NUTRITION EDUCATION: A STATE-OF-THE-ART REVIEW
Robert C. Hornik
Malnourishment is widespread. According to the World Bank (1980), several hundred million people suffer from protein-energy malnutrition; hundreds of millions more suffer from the lack of certain micro-nutrients: iron, iodine and vitamin A, for example. The human cost, in early death, in physical and possibly mental retardation, in debilitating illness, and in low energy levels affecting productivity, is awesome. The effects of malnutrition seem to be particularly evident among very young children. Many sources detail both the nature and the consequences of this malnutrition problem and examine alternative policy options for alleviating it (cf. Berg, 1981; Reutlinger and Selowsky, 1976; World Bank, 1980; USAID, 1977). Many of those options focus on actions taken in the agricultural sector or in other programs to increase individual incomes. Some involve investments in community infrastructure (water supply or electricity) or health systems. Others are direct interventions in nutrition: food price subsidization, supplementary feeding programs, and development of nutritionally-improved or fortified foods. On most lists of potential policy options (although sometimes well down on those lists) one can also find mention of nutrition education as a promising strategy for combatting malnutrition. The nutrition education option is the focus of this monograph. (1) The central questions here are straightforward: Under what circumstances is there a role for nutrition education? In what content/behavior areas, with what educational methods, and for which populations is there evidence that education is an affordable, logistically feasible and effective intervention? Is it possible that nutrition education can stand on its own or is it valuable exclusively as a component of a comprehensive nutrition intervention?

--------------------------------

• ASSIGNED TASK 1:
Answer these questions from the nutrition education review.
(a) According to the World Bank (1980), how many people suffer from protein-energy malnutrition?
(b) Which micro-nutrients are given as examples?
(c) Which direct interventions in nutrition are listed?
• ASSIGNED TASK 2:
Explain what makes the human cost of malnutrition "awesome," according to the nutrition education review.

• INFORMATION:
--------------------------------

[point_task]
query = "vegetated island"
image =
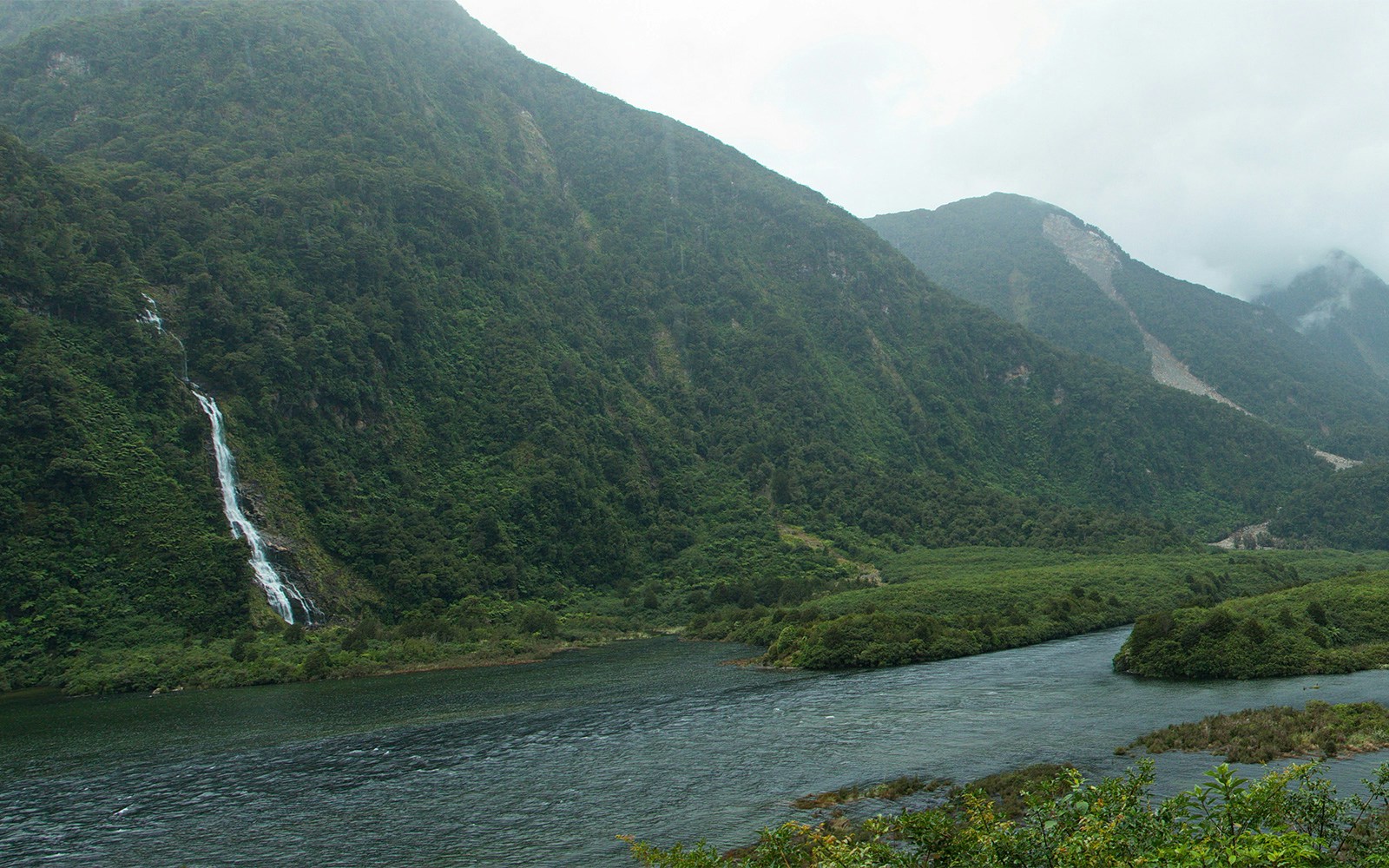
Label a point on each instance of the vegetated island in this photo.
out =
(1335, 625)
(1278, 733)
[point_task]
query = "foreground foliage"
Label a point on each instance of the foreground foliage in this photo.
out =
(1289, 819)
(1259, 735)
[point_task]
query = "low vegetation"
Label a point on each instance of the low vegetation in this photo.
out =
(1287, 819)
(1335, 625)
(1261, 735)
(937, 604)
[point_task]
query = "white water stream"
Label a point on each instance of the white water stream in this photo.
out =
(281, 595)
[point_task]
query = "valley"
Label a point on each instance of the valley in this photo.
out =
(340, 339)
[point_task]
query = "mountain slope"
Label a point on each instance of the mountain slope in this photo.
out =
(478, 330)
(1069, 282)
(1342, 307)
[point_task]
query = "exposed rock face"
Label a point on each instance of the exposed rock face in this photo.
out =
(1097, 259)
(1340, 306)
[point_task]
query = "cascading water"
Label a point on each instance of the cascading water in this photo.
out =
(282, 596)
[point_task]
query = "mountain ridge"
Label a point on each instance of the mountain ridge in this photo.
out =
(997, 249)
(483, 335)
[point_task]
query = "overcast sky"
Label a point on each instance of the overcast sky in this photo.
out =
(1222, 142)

--------------------------------

• TASK SOLUTION 1:
(a) Several hundred million people.
(b) Iron, iodine and vitamin A.
(c) Food price subsidization, supplementary feeding programs, and development of nutritionally-improved or fortified foods.

• TASK SOLUTION 2:
The cost is awesome because malnutrition brings early death, physical and possibly mental retardation, and debilitating illness. It also causes low energy levels that affect productivity.